* start *

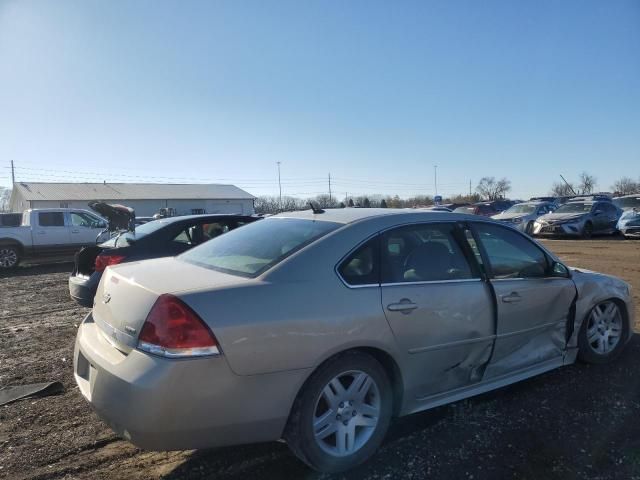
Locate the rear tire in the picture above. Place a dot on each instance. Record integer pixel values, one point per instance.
(336, 425)
(603, 333)
(9, 257)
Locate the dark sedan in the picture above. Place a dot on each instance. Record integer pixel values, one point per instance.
(161, 238)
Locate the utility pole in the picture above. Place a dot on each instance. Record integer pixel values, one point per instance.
(279, 186)
(435, 177)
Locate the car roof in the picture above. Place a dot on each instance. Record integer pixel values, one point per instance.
(350, 215)
(181, 218)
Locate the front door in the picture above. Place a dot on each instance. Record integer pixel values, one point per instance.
(533, 305)
(439, 309)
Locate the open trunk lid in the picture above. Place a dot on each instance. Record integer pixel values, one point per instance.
(127, 292)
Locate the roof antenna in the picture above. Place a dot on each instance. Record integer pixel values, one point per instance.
(316, 209)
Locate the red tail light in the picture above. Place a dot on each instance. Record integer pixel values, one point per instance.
(103, 261)
(172, 329)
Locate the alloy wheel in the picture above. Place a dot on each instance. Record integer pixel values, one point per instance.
(604, 328)
(8, 257)
(346, 413)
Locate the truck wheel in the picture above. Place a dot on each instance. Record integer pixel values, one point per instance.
(9, 257)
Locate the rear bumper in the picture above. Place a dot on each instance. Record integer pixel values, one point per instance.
(176, 404)
(83, 289)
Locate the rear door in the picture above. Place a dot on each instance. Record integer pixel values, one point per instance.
(533, 305)
(440, 310)
(51, 235)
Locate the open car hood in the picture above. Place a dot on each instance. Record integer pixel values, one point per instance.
(119, 217)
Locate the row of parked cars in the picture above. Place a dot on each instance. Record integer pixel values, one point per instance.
(317, 327)
(581, 216)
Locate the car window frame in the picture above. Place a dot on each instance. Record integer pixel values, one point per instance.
(487, 266)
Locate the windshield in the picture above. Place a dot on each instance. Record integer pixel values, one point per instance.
(523, 208)
(575, 207)
(253, 249)
(127, 238)
(627, 202)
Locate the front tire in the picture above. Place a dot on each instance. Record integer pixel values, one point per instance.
(9, 257)
(603, 333)
(342, 413)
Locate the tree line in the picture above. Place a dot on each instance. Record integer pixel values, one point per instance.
(487, 189)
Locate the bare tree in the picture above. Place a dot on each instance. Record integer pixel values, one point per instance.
(587, 183)
(493, 189)
(626, 186)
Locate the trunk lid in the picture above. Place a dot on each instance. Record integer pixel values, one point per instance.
(127, 292)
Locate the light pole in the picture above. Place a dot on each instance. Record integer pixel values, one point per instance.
(279, 187)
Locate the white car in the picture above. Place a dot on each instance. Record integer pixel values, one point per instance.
(522, 216)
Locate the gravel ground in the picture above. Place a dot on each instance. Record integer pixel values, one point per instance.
(581, 421)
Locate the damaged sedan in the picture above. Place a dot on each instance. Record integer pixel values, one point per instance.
(318, 327)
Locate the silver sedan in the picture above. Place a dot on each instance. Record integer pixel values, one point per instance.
(318, 328)
(522, 216)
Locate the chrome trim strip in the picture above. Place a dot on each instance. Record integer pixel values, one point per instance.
(529, 330)
(452, 344)
(430, 282)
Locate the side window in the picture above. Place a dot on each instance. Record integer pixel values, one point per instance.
(422, 253)
(51, 219)
(212, 230)
(510, 254)
(362, 266)
(79, 219)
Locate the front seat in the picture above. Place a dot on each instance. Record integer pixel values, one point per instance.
(428, 262)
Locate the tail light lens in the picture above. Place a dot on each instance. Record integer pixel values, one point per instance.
(103, 261)
(172, 329)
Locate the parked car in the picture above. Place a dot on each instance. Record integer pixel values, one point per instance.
(483, 209)
(158, 238)
(629, 222)
(523, 215)
(10, 219)
(318, 328)
(49, 233)
(579, 219)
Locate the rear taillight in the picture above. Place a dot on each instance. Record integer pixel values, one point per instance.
(103, 261)
(172, 329)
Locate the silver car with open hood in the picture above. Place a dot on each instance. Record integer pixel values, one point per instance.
(318, 327)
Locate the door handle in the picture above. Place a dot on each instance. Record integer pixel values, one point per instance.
(513, 297)
(404, 306)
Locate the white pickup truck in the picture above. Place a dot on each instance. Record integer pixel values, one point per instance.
(49, 233)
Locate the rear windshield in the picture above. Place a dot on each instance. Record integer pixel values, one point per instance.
(575, 207)
(254, 248)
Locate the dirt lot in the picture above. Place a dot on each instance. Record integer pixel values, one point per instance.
(577, 422)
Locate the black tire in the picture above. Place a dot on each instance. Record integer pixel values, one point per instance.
(299, 432)
(586, 353)
(9, 257)
(587, 231)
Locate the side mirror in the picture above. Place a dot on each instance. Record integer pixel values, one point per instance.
(559, 270)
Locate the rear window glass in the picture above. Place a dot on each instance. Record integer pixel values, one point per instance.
(252, 249)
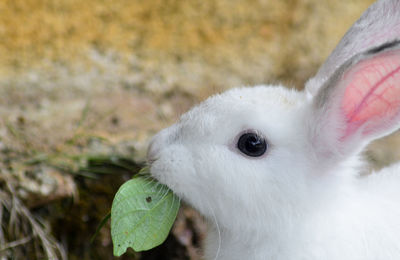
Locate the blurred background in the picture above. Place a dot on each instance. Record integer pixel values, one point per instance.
(85, 84)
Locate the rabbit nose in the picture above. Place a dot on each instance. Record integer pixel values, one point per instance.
(158, 142)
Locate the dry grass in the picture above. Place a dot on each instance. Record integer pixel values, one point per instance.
(81, 80)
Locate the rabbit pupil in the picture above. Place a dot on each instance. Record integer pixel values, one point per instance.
(252, 144)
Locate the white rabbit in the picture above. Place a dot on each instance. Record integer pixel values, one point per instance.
(276, 172)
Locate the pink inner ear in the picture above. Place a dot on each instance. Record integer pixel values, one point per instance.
(373, 93)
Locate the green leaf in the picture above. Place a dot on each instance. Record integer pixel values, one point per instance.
(142, 215)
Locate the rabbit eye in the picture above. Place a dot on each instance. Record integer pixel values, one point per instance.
(252, 144)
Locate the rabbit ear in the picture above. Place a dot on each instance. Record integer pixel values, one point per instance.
(378, 25)
(360, 102)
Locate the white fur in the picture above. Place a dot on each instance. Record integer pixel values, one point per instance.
(303, 199)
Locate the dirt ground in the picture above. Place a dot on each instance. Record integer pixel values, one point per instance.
(85, 84)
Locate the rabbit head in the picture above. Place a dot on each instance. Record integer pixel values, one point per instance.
(260, 157)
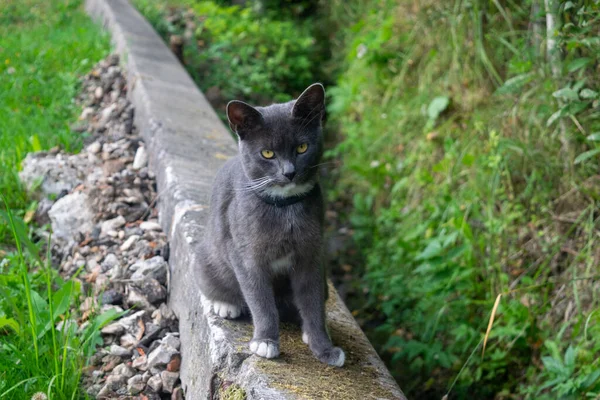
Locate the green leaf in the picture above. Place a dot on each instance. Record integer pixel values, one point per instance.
(588, 94)
(36, 145)
(578, 63)
(591, 379)
(61, 299)
(587, 155)
(594, 137)
(21, 232)
(9, 323)
(433, 249)
(515, 83)
(437, 106)
(566, 93)
(555, 116)
(570, 355)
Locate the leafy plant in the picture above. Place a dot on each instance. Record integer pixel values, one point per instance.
(43, 348)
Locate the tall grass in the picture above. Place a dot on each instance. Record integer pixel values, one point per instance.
(43, 347)
(453, 126)
(45, 46)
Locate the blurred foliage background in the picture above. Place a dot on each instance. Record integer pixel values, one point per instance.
(464, 137)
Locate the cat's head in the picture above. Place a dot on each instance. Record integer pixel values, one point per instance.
(281, 144)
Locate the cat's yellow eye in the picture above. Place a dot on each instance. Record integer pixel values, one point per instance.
(302, 148)
(268, 154)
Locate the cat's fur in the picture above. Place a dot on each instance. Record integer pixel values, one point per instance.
(263, 246)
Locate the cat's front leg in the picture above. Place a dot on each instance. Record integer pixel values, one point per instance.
(308, 286)
(258, 293)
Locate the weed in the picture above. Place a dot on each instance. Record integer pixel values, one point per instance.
(38, 81)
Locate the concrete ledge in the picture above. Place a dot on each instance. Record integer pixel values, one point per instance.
(187, 143)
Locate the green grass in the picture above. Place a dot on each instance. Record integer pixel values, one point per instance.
(462, 189)
(469, 169)
(36, 353)
(45, 46)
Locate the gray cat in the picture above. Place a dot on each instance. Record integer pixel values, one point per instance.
(263, 245)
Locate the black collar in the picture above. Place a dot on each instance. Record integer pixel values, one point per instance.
(286, 201)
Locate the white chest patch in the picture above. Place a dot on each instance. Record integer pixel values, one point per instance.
(282, 264)
(291, 189)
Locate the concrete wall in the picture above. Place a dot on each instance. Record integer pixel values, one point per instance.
(187, 143)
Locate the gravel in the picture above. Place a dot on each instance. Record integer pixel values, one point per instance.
(105, 229)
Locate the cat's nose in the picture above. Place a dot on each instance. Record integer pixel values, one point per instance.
(289, 175)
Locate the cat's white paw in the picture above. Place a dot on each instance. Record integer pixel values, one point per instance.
(305, 338)
(341, 359)
(334, 356)
(264, 348)
(226, 310)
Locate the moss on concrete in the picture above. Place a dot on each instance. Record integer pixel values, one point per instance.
(232, 392)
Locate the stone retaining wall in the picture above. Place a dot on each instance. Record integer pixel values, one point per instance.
(187, 143)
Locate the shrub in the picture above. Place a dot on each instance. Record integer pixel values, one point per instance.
(234, 52)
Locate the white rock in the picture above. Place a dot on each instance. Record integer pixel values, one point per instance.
(86, 113)
(169, 379)
(112, 225)
(52, 174)
(94, 148)
(135, 384)
(150, 226)
(155, 383)
(172, 340)
(129, 242)
(161, 355)
(70, 216)
(117, 350)
(124, 370)
(155, 267)
(141, 158)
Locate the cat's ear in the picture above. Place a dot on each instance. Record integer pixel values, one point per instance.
(242, 117)
(310, 106)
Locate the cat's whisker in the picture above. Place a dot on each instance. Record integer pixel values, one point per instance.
(252, 187)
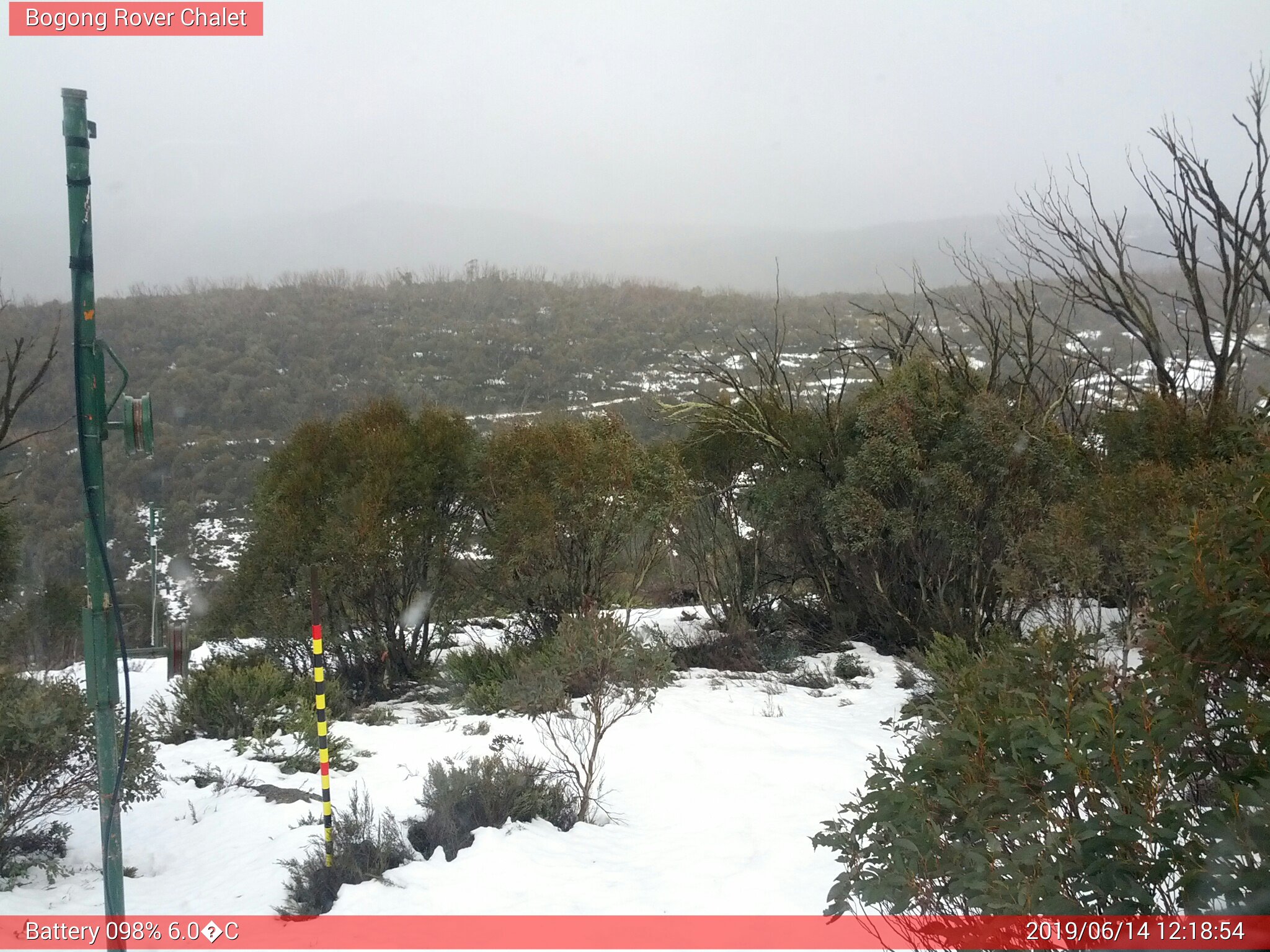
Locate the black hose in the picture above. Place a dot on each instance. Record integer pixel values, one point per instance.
(100, 542)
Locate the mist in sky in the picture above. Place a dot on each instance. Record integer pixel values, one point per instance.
(690, 141)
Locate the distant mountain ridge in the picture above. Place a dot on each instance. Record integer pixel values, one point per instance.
(383, 236)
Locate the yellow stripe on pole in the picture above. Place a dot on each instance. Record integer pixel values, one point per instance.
(321, 705)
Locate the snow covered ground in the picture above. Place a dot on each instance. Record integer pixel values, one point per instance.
(718, 791)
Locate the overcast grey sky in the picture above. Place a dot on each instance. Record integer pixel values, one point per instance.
(791, 115)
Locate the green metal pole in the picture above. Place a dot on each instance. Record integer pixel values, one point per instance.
(99, 654)
(154, 582)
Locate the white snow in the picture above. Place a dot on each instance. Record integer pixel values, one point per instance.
(717, 792)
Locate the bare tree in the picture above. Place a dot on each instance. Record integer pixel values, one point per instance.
(1002, 330)
(1196, 330)
(23, 381)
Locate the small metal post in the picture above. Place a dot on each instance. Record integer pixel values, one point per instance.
(154, 582)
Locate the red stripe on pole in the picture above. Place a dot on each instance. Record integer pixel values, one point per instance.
(642, 932)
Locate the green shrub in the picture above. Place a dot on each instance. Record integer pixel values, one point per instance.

* end *

> [Stated task]: Everything from the line containing "Locate the small" to the last line of the entries above should be quoted exactly, and only that.

> [Written response]:
Locate the small metal post in the picture above. Place a dot on each instance. Record integer pixel values, one point per instance.
(154, 582)
Locate the red stripe on pole in the picture above. Place a dot on each instance. Record integer pixel values, one point per instance.
(642, 932)
Locate the green shrub in the picture above. Place a dot on each instance. Record integer pixel values, one point per instance.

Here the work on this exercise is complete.